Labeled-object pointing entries

━━━━

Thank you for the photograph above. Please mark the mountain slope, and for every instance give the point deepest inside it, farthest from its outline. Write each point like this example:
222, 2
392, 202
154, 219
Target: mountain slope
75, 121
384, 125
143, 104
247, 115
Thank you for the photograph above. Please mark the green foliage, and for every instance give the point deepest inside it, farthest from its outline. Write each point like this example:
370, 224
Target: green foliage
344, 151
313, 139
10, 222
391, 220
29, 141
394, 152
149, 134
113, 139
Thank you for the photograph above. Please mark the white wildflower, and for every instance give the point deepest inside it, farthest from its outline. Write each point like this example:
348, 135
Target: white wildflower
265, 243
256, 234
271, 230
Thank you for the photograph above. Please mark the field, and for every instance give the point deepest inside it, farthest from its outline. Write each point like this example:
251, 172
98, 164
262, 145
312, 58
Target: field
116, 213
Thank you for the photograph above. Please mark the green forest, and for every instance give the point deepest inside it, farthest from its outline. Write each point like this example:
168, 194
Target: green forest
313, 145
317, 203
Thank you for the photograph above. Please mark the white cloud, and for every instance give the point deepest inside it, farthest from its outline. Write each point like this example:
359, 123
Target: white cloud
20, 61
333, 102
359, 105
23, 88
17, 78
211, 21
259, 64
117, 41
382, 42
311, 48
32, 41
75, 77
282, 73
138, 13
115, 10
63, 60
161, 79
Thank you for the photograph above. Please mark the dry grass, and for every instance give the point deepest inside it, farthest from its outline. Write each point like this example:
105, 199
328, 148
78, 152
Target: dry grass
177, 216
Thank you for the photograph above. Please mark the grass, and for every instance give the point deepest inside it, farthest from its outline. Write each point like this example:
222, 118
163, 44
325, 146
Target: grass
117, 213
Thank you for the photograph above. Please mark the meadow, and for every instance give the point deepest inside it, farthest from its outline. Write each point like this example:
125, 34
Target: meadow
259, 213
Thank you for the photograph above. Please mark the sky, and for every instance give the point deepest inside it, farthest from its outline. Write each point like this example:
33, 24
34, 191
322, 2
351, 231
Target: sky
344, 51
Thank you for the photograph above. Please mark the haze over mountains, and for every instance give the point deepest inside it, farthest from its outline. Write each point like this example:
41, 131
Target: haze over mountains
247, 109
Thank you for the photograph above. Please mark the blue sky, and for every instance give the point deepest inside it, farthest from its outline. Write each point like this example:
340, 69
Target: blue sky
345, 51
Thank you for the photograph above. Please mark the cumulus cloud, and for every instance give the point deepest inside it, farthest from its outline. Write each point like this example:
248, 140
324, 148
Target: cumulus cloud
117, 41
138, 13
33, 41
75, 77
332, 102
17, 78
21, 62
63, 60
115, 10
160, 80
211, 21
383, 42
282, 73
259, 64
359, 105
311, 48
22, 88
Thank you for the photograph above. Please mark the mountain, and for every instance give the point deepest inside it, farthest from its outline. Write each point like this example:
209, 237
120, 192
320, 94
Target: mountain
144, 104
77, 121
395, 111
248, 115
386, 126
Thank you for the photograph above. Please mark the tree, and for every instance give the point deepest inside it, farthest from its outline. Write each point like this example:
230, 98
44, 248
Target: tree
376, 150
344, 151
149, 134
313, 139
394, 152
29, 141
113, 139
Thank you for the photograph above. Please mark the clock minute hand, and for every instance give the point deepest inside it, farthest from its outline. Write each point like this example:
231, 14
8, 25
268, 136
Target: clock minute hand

━━━━

• **Written task**
Repeat every entry word for word.

• **Output**
Thank you for the photograph above. Please mark the mountain slope, and for every instance give the point deepest inside it, farthest from its outline. Write each point like this example:
222, 2
392, 202
154, 219
Target: mountain slope
75, 121
384, 125
143, 104
247, 115
Thank you for the photograph above. Please mark the green foliage, and for every instance give the point deepest inside it, farthest from its outline. Write each point like this example:
370, 224
Target: green foliage
344, 151
313, 139
10, 222
391, 220
29, 141
394, 152
149, 134
113, 139
Thank you for the photograph above. Please mark the white wildflower, and for every instance give the point deepest inside it, farthest from its outline. Write each point like this example:
348, 135
Target: white wildflower
265, 243
256, 234
271, 230
Thank you for the photograph above. Please mark the field, and for every instance give the point deepest inside it, farthest from its outline. Write each point like this example:
251, 172
98, 164
262, 145
312, 58
Target: field
116, 213
Thank you for the photograph above. Please mark the green forest, and for every instance give the point deepest inside it, farthest from its outline. Write each point like this example:
168, 194
Target: green forest
313, 145
317, 203
Thank you for the photograph above. Please mark the white cloud, and for every instance give the point deepest inside it, farthest from its outline. Write each point like this example:
359, 123
Target: white cloud
20, 61
333, 102
359, 105
23, 88
17, 78
211, 21
259, 64
117, 41
382, 42
311, 48
32, 41
75, 77
282, 73
138, 13
115, 10
63, 60
161, 79
Thank you for the photograph above. Please mark the dry grass, and for every instance give the point deepest inside it, farthest from its outline. Write each point like this example:
105, 199
328, 148
78, 152
Target: dry grass
177, 216
Thank you for the photograph above. Please mark the grass, and for every instance give the point deepest inside it, farthest from its outline. Write each point like this example:
222, 118
163, 44
325, 146
Target: grass
117, 213
Thank you for the photograph above. Please mark the meadow, and for every instance give the point deepest inside it, farthest from its outline. Write each point like this example:
125, 34
Target: meadow
259, 213
Thank you for the photograph above. Please mark the sky, and for every instance give the point deepest inside it, farthest from its outline. Write each point like this example:
33, 24
34, 191
322, 2
351, 231
Target: sky
344, 51
Thank you for the photograph above. Please mark the haze over mountains, and for every instance give the point deepest inside it, farthest from its outline. Write each point like this example:
41, 131
Target: haze over mountains
247, 109
Thank you for the photograph above. Please mark the blue sky, and for every instance give the point deepest inside it, farthest from its outline. Write each point like this example:
340, 69
Target: blue sky
345, 51
Thank you for the photograph above. Please mark the cumulus cloud, and for every instance give the point deepest inside it, farthest from its outline. Write each point like this example:
248, 140
324, 148
Target: cumulus cloud
117, 41
138, 13
33, 41
75, 77
332, 102
17, 78
21, 62
63, 60
115, 10
160, 80
211, 21
383, 42
282, 73
259, 64
359, 105
311, 48
22, 88
Thank you for the photograph above. Please mark the mountain, and for every instance give the point deepest inside it, farthest from its outline. Write each point like this example:
209, 237
120, 192
320, 94
Target: mountain
144, 104
77, 121
395, 111
248, 115
386, 126
Thank you for the photograph above. Please mark the tree, and for every instance give the point deepest inside it, farthest from its outline. Write each point like this example:
230, 98
44, 248
Target: tree
376, 150
344, 151
149, 134
313, 139
394, 152
29, 141
113, 139
Thank you for the photograph above. Please mark the clock minute hand, and for every instance give the point deepest inside it, farthest from its outline. Write each point like this example:
231, 14
8, 25
268, 136
Target: clock minute hand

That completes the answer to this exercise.